» Directive
Format all of the data below as a numbered list, one line per entry, and omit any blank lines.

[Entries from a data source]
++++++++++

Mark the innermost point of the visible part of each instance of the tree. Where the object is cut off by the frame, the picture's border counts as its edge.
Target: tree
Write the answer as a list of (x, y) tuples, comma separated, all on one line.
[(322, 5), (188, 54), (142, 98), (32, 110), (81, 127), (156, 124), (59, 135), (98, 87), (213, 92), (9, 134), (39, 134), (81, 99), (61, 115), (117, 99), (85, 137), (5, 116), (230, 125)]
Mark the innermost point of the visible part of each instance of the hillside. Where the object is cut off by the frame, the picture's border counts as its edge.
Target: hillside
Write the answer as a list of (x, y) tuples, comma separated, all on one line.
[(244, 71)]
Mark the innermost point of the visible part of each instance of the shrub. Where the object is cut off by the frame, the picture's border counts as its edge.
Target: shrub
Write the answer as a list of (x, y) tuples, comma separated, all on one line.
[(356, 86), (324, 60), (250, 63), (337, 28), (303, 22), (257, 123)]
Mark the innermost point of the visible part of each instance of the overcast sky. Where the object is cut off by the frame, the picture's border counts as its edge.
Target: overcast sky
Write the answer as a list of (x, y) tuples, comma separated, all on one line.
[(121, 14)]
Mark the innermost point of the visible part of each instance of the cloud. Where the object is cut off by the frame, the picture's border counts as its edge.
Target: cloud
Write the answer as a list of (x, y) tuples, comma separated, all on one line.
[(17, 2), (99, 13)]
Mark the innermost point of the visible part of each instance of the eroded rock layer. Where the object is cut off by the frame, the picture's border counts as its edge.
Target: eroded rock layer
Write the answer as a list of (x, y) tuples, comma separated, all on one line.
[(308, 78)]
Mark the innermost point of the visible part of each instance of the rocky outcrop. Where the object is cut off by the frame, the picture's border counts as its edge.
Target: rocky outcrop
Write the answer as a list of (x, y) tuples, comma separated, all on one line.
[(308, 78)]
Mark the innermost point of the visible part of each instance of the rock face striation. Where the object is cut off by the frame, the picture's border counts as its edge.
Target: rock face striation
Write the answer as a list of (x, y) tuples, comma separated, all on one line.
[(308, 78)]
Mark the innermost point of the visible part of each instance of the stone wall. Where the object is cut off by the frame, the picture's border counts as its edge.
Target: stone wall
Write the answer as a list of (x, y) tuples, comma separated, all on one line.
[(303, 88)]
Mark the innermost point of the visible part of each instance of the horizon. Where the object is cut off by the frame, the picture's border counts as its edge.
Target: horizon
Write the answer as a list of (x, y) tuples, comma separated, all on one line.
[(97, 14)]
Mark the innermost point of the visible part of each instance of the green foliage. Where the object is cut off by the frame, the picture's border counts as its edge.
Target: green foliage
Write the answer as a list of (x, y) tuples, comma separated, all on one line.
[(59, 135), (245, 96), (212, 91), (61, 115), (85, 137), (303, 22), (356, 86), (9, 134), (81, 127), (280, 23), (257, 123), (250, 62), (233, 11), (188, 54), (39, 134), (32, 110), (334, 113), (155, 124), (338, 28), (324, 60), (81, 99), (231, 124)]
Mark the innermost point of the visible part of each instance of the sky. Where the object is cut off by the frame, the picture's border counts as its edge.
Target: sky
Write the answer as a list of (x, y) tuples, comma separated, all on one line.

++++++++++

» Exercise solution
1. Mark the innermost point of the visible part of each instance of the tree. Where the object is cut off by the frame, the picture's border counts as its edge.
2. Target: tree
3. Write the answer as a list of (x, y) tuples, comma separated, all on one line.
4. [(322, 5), (188, 54), (142, 98), (32, 110), (81, 127), (156, 124), (59, 135), (98, 87), (213, 92), (9, 134), (39, 134), (81, 99), (61, 115), (117, 99), (85, 137), (5, 116), (230, 125)]
5. Mark the innermost point of the visible part of each instance of the hillside. Where the object is cut off by the frame, the picture's border counts as its edge.
6. Target: hillside
7. Write the answer as a list of (x, y) tuples, comma separated, all on one line.
8. [(244, 71)]
9. Mark the innermost point of the visible part of each instance of the shrub. Where the object is cut off by the frame, the picture's border counts as its edge.
10. Target: shrub
11. Write the answer as a list of (x, y) tuples, comma separated, all on one line.
12. [(356, 86), (324, 60), (250, 63), (337, 28), (303, 22), (257, 123)]
13. Mark the innermost point of the visible part of each instance of the overcast sky. Where the object is cut off by the frame, the picture's border counts as its edge.
14. Target: overcast sky
15. Write the answer as a list of (x, y) tuples, comma separated, all on one line.
16. [(121, 14)]
17. Mark the innermost point of the visible part of each instance of the cloud. Where the object is cut off by the frame, the picture's border counts as its edge.
18. Target: cloud
19. Write the answer as a list of (x, y) tuples, comma separated, all on one line.
20. [(17, 2), (99, 13)]
21. Mark the innermost point of the visible part of each instance of the eroded rock layer. Where the object is cut off by the frame, the picture's border counts as its edge.
22. Target: eroded rock layer
23. Write the answer as a list of (x, y) tuples, comma separated, all on one line.
24. [(308, 78)]
25. Mark the innermost point of the visible part of each instance of the rocky outcrop. Where the object is cut off by the frame, the picture's border counts as its edge.
26. Target: rocky outcrop
27. Write the answer as a list of (x, y) tuples, comma separated, all on one line.
28. [(308, 78)]
29. Mark the innermost point of the visible part of each instance of the rock face striation. Where the object is cut off by the frame, the picture's border counts as its edge.
30. Target: rock face striation
31. Write the answer as a list of (x, y) tuples, comma separated, all on one line.
32. [(308, 78)]
33. Mark the innermost point of the visible part of each instance of the stone wall. Where the object is cut off by the frame, the picture's border counts as its edge.
34. Target: stone wall
35. Write the answer as a list of (x, y) tuples, comma separated, all on one line.
36. [(303, 88)]
37. Mark the innermost point of the visible part of each instance of the horizon. Where the object is cut off by the frame, the picture's border counts as its edge.
38. Target: horizon
39. Write the answer as a list of (x, y) tuples, comma separated, all on one line.
40. [(97, 14)]
41. Mark the innermost point of the visible part of each instance of the green foliage. Where the object is cut off by the frame, the picture's border counts as its edge.
42. Target: green foliage
43. Write the answer as a list of (x, y) tuples, comma separated, all on one line.
44. [(59, 135), (245, 96), (212, 91), (61, 115), (85, 137), (303, 22), (356, 86), (9, 134), (81, 127), (280, 23), (257, 123), (250, 62), (233, 11), (188, 54), (39, 134), (32, 110), (334, 113), (155, 124), (338, 28), (324, 60), (81, 99), (231, 124)]
45. Mark the innermost point of the visible part of each instance of the sky. Where the object is cut off by the frame, the picture's border counts as its edge.
46. Target: sky
47. Write the answer as a list of (x, y) tuples, comma separated, all on one line.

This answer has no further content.